Extracted records:
----

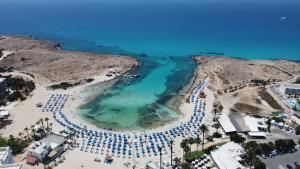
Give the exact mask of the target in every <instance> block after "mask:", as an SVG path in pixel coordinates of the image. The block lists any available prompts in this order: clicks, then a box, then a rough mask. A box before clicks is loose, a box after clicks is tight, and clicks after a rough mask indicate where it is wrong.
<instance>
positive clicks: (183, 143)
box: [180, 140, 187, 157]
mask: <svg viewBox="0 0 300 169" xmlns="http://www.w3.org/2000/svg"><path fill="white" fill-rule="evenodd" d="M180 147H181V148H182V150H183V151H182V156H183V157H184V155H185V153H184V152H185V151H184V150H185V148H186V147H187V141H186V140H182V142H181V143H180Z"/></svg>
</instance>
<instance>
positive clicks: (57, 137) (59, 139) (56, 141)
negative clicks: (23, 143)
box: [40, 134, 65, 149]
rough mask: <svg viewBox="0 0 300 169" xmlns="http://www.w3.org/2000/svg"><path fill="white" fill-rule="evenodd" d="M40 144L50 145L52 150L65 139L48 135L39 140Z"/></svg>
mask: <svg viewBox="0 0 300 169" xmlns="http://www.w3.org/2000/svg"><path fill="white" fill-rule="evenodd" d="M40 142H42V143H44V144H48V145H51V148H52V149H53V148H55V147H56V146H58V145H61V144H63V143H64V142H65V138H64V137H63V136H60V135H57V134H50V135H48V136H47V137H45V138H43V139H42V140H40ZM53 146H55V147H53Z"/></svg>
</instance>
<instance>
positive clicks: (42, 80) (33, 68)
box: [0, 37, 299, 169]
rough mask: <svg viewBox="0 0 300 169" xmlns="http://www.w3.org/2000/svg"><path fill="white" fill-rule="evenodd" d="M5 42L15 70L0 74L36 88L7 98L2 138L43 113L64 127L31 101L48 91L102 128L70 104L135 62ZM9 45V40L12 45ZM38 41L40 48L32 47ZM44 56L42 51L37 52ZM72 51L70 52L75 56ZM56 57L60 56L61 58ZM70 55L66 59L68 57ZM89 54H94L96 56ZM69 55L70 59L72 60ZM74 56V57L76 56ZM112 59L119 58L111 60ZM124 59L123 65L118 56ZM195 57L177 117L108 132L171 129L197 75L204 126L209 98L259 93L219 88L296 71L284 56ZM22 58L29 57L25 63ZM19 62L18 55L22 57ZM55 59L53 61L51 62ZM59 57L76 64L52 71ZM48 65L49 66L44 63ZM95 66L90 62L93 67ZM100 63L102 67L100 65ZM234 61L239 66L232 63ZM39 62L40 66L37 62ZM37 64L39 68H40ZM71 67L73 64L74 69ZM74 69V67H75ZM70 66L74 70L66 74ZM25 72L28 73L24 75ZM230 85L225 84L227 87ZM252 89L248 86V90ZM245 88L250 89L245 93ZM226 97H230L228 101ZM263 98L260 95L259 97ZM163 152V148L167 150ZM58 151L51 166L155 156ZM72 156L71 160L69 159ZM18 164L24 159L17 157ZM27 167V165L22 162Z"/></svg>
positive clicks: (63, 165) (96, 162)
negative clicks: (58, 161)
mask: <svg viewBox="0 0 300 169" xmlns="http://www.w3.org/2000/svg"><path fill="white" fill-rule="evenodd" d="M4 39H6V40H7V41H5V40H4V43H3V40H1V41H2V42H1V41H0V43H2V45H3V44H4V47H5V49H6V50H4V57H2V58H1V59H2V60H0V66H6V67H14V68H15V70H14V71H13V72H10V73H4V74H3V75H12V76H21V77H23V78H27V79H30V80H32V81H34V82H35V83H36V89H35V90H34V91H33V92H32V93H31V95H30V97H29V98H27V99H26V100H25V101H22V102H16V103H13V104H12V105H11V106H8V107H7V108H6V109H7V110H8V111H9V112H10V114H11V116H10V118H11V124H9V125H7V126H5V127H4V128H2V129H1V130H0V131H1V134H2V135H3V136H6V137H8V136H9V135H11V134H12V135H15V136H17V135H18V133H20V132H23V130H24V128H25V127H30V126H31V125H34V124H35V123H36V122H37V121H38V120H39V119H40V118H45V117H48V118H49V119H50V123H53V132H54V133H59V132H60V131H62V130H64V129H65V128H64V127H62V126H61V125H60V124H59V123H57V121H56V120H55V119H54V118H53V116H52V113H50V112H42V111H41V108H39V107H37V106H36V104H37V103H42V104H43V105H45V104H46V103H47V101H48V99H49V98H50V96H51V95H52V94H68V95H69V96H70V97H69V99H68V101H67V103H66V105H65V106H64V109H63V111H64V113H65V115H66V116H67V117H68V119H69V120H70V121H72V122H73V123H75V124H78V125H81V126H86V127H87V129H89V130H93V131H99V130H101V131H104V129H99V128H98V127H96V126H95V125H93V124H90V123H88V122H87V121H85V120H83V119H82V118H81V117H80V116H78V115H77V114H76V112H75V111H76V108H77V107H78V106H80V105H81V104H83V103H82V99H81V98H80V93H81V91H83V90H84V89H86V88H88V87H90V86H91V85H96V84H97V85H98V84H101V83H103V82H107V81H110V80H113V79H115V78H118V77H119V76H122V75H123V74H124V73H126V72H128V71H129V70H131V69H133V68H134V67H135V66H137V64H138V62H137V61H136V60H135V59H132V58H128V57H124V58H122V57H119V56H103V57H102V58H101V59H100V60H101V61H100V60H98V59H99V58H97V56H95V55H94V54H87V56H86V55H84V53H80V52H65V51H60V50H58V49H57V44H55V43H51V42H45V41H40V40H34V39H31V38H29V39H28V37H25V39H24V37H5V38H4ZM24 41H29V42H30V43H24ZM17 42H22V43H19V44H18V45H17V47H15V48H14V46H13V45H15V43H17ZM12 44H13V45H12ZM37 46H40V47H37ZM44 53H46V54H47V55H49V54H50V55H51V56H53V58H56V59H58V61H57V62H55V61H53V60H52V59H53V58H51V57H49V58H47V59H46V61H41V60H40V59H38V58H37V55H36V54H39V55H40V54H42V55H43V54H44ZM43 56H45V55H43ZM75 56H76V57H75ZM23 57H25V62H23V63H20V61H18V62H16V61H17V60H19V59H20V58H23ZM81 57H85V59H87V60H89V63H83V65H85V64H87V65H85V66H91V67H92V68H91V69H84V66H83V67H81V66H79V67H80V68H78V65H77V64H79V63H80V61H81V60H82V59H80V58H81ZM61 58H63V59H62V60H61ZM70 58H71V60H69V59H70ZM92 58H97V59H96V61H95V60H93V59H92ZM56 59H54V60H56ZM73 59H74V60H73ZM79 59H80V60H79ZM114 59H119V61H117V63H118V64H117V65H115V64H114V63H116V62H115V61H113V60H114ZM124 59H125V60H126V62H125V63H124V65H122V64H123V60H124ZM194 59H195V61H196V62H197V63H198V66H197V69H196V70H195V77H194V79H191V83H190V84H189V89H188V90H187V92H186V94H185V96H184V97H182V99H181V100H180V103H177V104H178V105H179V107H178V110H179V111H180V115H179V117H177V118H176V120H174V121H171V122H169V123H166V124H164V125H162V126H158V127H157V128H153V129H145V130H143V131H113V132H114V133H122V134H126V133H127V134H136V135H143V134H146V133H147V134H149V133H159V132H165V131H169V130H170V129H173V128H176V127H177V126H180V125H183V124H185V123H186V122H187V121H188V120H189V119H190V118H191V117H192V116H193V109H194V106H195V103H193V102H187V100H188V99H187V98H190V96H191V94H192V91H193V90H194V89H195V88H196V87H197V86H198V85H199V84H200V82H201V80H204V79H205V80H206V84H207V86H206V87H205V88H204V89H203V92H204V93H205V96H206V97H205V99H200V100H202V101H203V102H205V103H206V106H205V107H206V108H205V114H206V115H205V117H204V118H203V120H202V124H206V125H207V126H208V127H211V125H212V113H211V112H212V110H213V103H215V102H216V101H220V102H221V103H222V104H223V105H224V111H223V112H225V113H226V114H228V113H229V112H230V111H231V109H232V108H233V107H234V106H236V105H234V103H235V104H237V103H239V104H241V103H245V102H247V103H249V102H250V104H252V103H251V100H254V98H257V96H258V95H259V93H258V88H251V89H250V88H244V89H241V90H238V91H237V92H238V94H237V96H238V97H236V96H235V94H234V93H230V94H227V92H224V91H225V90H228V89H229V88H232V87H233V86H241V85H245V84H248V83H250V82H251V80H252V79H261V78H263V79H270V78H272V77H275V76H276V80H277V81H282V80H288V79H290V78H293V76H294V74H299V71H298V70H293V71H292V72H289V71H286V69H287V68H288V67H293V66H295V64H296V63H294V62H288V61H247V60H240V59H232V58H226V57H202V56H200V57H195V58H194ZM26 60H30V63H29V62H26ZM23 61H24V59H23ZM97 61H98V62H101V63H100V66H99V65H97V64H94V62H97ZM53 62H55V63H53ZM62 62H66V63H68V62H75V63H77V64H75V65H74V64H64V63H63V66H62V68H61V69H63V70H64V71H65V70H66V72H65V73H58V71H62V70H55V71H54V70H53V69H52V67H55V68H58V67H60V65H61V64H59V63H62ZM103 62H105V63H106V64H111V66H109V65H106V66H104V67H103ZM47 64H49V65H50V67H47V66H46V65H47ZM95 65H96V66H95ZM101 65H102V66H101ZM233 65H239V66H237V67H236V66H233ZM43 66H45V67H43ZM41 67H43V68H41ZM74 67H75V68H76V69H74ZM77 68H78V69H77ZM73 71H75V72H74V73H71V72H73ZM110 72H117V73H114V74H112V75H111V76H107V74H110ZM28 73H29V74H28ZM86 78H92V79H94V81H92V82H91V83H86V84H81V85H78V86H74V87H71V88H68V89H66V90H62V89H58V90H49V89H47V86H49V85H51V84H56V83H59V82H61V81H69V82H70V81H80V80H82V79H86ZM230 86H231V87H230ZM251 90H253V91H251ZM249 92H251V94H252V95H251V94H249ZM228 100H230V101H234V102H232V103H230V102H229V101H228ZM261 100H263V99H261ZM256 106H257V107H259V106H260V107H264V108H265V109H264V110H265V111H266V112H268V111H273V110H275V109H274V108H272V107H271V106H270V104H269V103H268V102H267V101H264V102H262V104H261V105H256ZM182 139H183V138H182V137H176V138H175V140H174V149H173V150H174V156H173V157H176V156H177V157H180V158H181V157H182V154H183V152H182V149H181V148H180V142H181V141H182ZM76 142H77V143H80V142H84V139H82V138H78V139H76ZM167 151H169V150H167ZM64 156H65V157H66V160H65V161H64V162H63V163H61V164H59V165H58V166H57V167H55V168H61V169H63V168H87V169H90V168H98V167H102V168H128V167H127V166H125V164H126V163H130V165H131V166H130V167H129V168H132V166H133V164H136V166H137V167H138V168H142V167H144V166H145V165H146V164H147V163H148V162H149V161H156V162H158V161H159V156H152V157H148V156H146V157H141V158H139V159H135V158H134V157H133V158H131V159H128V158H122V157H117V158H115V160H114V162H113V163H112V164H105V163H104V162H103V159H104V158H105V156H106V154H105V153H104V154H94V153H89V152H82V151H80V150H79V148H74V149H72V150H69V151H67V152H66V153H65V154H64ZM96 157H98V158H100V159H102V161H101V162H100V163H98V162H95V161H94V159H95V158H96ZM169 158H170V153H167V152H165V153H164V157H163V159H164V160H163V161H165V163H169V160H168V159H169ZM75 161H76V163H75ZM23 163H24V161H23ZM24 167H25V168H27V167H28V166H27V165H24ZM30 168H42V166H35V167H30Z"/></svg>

----

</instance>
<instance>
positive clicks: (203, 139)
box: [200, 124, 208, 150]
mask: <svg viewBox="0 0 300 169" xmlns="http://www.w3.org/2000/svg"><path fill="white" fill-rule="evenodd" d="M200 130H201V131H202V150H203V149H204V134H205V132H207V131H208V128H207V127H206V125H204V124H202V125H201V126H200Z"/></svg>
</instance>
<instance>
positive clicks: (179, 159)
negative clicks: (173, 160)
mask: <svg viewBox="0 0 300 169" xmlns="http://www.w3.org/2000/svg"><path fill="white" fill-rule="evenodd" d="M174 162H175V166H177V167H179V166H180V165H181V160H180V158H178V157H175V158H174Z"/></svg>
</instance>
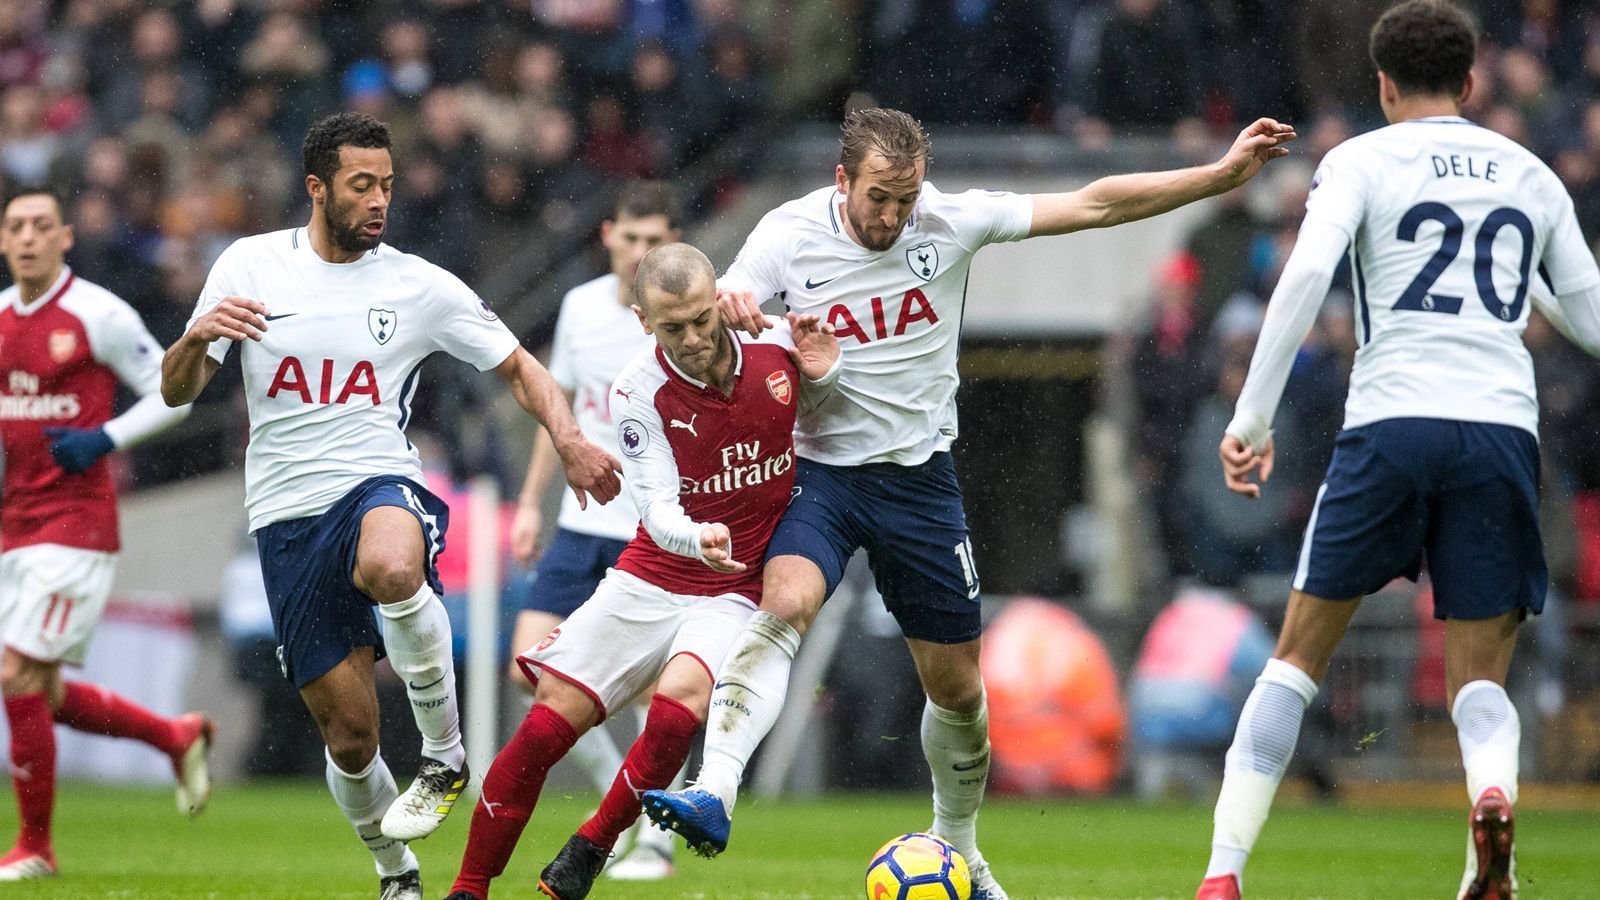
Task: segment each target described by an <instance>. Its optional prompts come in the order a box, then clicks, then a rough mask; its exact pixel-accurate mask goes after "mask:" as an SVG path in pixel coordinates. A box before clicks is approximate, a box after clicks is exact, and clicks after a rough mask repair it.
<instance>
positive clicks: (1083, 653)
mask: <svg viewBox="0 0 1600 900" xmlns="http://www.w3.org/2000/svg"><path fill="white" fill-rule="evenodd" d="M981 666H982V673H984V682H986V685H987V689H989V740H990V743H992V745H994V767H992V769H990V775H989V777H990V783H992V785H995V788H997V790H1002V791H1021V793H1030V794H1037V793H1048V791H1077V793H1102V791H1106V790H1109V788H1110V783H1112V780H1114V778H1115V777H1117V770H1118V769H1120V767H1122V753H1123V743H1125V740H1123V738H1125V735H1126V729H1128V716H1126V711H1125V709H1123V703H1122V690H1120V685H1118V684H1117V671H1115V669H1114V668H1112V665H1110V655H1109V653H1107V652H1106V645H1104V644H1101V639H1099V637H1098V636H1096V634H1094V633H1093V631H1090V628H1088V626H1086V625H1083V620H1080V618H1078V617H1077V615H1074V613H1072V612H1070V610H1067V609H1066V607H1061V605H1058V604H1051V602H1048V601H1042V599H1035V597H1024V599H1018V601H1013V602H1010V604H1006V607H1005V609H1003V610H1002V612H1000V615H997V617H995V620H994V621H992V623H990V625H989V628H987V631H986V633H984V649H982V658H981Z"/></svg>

----

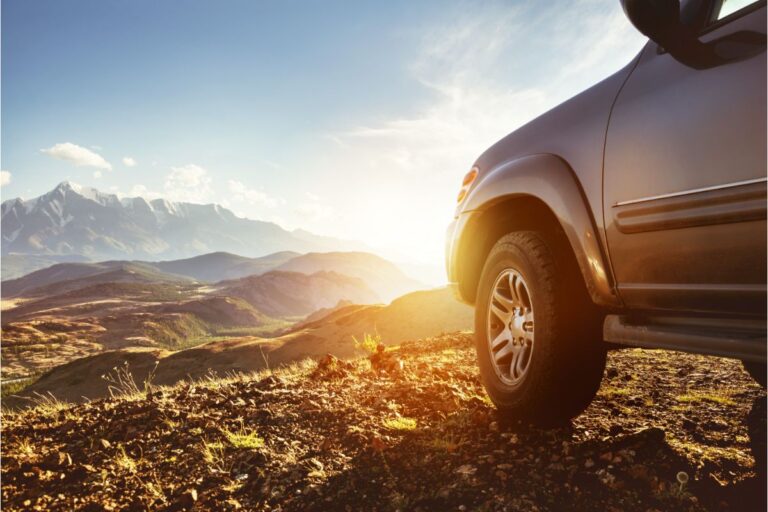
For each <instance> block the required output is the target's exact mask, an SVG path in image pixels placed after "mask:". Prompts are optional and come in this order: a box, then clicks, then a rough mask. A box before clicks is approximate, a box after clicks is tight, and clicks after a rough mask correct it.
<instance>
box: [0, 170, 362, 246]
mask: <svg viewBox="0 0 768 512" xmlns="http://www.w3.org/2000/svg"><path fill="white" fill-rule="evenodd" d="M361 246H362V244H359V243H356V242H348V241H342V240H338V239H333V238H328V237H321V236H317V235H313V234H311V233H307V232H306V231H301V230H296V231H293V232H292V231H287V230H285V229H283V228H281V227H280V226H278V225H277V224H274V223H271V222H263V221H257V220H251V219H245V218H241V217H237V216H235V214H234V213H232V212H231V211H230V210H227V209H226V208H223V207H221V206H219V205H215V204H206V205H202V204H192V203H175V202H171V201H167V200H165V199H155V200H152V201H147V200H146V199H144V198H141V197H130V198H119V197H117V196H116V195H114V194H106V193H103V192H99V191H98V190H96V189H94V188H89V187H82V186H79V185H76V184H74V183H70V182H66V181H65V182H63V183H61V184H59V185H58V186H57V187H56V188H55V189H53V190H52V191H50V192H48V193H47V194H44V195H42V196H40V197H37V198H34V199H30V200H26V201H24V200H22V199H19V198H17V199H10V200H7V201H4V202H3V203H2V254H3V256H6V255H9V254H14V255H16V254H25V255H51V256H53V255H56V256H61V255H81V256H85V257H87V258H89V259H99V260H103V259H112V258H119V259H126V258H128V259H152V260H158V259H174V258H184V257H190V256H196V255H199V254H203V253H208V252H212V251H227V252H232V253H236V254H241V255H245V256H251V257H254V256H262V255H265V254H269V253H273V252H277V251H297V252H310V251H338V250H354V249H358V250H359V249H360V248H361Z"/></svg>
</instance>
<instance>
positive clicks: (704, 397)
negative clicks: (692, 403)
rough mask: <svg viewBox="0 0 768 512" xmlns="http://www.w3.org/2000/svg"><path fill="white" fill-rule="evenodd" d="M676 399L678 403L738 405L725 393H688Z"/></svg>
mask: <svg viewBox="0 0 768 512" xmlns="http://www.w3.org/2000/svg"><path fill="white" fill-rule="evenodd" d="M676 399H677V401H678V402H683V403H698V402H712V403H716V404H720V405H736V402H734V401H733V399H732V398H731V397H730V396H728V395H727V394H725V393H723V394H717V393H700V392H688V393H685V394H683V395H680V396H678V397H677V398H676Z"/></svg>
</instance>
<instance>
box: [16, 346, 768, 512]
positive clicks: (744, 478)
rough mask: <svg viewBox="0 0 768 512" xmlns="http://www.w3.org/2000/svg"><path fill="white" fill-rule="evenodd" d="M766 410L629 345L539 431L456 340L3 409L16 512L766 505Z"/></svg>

----

Task to complete:
Rewrite the material from the line containing "Give the exact" through the line containing "box: [0, 37, 299, 169]", inclusive, with "positive clicks" changed to "foreground clicks" and nothing else altered.

Response area:
Give the exact mask of the target in every <instance> block after "mask:", as an SVG path in pixel coordinates of the image. The block lists any available prompts in this order: clicks, then a box, then a rough mask. A box before clicks is loose, a box after clicks is tight, and clicks after a rough mask indicate where it is wrong.
<instance>
foreground clicks: (183, 143)
box: [180, 140, 187, 157]
mask: <svg viewBox="0 0 300 169" xmlns="http://www.w3.org/2000/svg"><path fill="white" fill-rule="evenodd" d="M180 147H181V148H182V150H183V151H182V156H183V157H184V155H185V153H184V152H185V151H184V150H185V148H186V147H187V141H186V140H182V142H181V143H180Z"/></svg>
</instance>
<instance>
foreground clicks: (57, 137) (59, 139) (56, 141)
negative clicks: (23, 143)
box: [40, 134, 65, 149]
rough mask: <svg viewBox="0 0 300 169" xmlns="http://www.w3.org/2000/svg"><path fill="white" fill-rule="evenodd" d="M40 144L50 145L52 150L65 139L48 135L39 140Z"/></svg>
mask: <svg viewBox="0 0 300 169" xmlns="http://www.w3.org/2000/svg"><path fill="white" fill-rule="evenodd" d="M40 142H42V143H44V144H48V145H51V148H52V149H53V148H55V147H56V146H58V145H61V144H63V143H64V142H65V138H64V137H63V136H60V135H57V134H50V135H48V136H47V137H45V138H43V139H42V140H40ZM53 146H55V147H53Z"/></svg>
</instance>
<instance>
foreground clicks: (42, 80) (33, 68)
box: [0, 37, 299, 169]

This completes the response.